START EXTRACTED MATERIAL

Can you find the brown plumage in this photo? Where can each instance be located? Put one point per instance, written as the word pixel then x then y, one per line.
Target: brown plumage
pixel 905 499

END EXTRACTED MATERIAL
START EXTRACTED MATERIAL

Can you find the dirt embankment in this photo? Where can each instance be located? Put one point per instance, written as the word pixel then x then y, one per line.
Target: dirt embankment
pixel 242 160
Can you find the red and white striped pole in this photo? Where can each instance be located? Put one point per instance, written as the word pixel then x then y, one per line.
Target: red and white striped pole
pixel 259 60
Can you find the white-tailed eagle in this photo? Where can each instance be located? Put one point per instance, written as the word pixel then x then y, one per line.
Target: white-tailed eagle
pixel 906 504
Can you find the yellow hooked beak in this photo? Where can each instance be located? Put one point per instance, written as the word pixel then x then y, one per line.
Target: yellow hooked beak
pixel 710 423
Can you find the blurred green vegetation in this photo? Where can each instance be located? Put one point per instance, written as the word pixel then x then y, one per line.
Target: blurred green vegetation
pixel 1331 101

END EXTRACTED MATERIAL

WRITTEN EXERCISE:
Could you rewrite only the rows from the line containing "Can you find the yellow" through the line containing "pixel 1331 101", both included, changing "Target" to "Label" and leaving everything else untouched?

EXERCISE RESULT:
Can you find the yellow hooked beak in this photo? Where can each instance be located? Put one point per instance, written as the word pixel then x then y, one per line.
Label: yellow hooked beak
pixel 710 423
Can you find the blurred green vegetation in this photo? Where can each instance be located? Put one point per instance, written as the word pixel then x then y, one per line.
Label: blurred green vegetation
pixel 1331 101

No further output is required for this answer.